WHAT IS BEING ASKED: Can you print the stored data entries below word for word, omitting the pictures?

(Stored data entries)
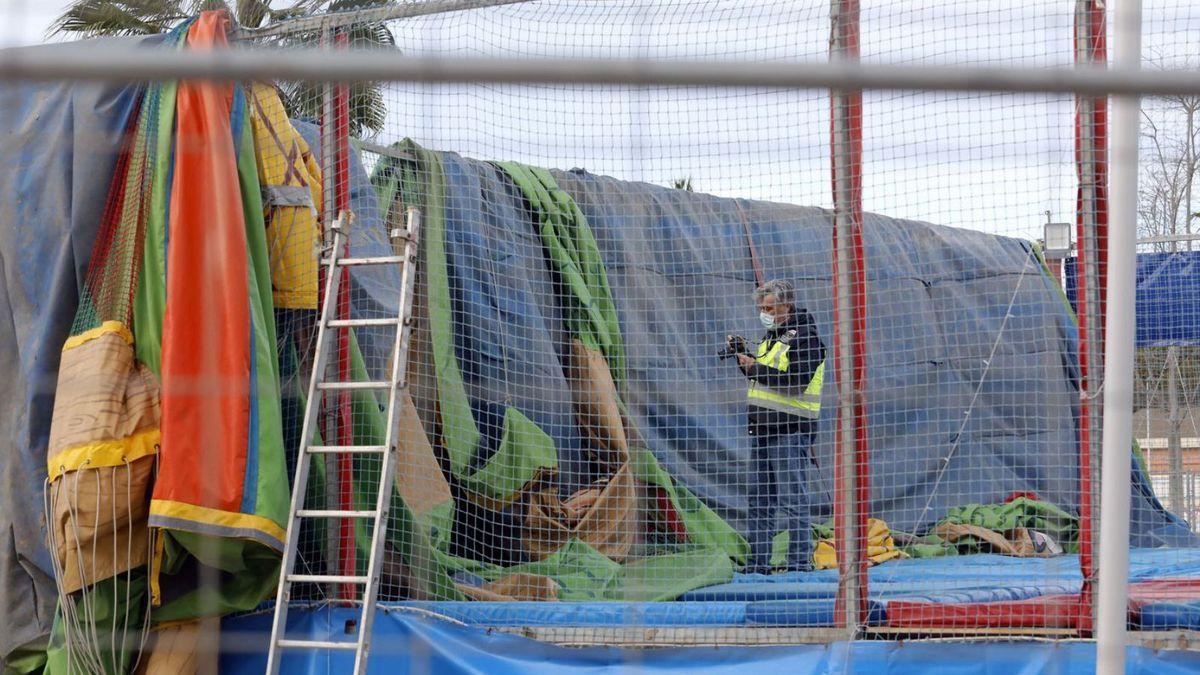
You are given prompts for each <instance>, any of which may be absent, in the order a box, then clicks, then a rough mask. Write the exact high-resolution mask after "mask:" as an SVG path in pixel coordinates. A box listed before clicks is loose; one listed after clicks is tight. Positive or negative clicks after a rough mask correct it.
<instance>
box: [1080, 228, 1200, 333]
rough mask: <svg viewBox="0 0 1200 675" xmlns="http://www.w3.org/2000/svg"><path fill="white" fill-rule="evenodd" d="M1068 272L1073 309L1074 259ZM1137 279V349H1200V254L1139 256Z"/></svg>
mask: <svg viewBox="0 0 1200 675" xmlns="http://www.w3.org/2000/svg"><path fill="white" fill-rule="evenodd" d="M1066 268H1067V293H1068V295H1069V297H1070V300H1072V306H1074V305H1075V289H1076V287H1078V283H1079V276H1078V271H1076V268H1075V258H1072V259H1069V261H1067V264H1066ZM1136 279H1138V281H1136V283H1138V295H1136V305H1138V309H1136V313H1138V331H1136V345H1138V347H1171V346H1188V345H1200V251H1178V252H1175V253H1139V255H1138V275H1136Z"/></svg>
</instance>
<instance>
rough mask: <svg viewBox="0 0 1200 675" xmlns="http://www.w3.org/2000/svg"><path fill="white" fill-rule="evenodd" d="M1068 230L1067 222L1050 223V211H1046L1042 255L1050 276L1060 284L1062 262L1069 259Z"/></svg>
mask: <svg viewBox="0 0 1200 675" xmlns="http://www.w3.org/2000/svg"><path fill="white" fill-rule="evenodd" d="M1070 228H1072V225H1070V223H1069V222H1050V211H1046V223H1045V225H1044V226H1043V229H1042V253H1043V255H1044V256H1045V258H1046V267H1049V268H1050V276H1052V277H1054V280H1055V281H1057V282H1058V283H1062V261H1064V259H1067V258H1068V257H1070Z"/></svg>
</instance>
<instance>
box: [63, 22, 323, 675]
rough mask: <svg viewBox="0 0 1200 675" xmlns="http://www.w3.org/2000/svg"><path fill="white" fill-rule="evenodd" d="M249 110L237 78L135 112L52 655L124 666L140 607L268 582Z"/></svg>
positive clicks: (64, 465) (99, 332) (71, 401)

SOLUTION:
You are given prompts for each <instance>, any of which may be absent, in the order a box, then clicks, then a rough mask. Write the exact high-resolution mask after "mask:" as an SVG path in pixel coordinates. A box listed before clicks is loose; one listed after clicks is tight. Positive or negative clicks after a rough mask correct it.
<instance>
box: [1080, 228, 1200, 333]
rough mask: <svg viewBox="0 0 1200 675" xmlns="http://www.w3.org/2000/svg"><path fill="white" fill-rule="evenodd" d="M1068 272L1073 309L1074 259ZM1137 279V349H1200V254L1139 256Z"/></svg>
mask: <svg viewBox="0 0 1200 675" xmlns="http://www.w3.org/2000/svg"><path fill="white" fill-rule="evenodd" d="M1066 268H1067V293H1068V295H1069V297H1070V300H1072V306H1074V305H1075V289H1076V287H1078V283H1079V276H1078V271H1076V268H1075V258H1072V259H1069V261H1067V264H1066ZM1136 279H1138V281H1136V283H1138V295H1136V305H1138V309H1136V313H1138V331H1136V345H1138V347H1171V346H1188V345H1200V251H1178V252H1175V253H1139V255H1138V275H1136Z"/></svg>
</instance>
<instance>
rough mask: <svg viewBox="0 0 1200 675" xmlns="http://www.w3.org/2000/svg"><path fill="white" fill-rule="evenodd" d="M1068 230L1067 222L1050 223V211H1046L1042 255L1050 276L1060 284L1062 262L1069 259Z"/></svg>
mask: <svg viewBox="0 0 1200 675" xmlns="http://www.w3.org/2000/svg"><path fill="white" fill-rule="evenodd" d="M1070 228H1072V225H1070V223H1069V222H1050V211H1046V223H1045V225H1044V226H1043V229H1042V253H1043V255H1044V256H1045V258H1046V267H1049V268H1050V276H1052V277H1054V280H1055V281H1057V282H1058V283H1062V261H1064V259H1067V258H1068V257H1070Z"/></svg>
</instance>
<instance>
box: [63, 22, 323, 675]
rough mask: <svg viewBox="0 0 1200 675" xmlns="http://www.w3.org/2000/svg"><path fill="white" fill-rule="evenodd" d="M249 110L237 78L135 112L52 655L124 666L140 607L268 582Z"/></svg>
positive clicks: (64, 465) (99, 332) (71, 401)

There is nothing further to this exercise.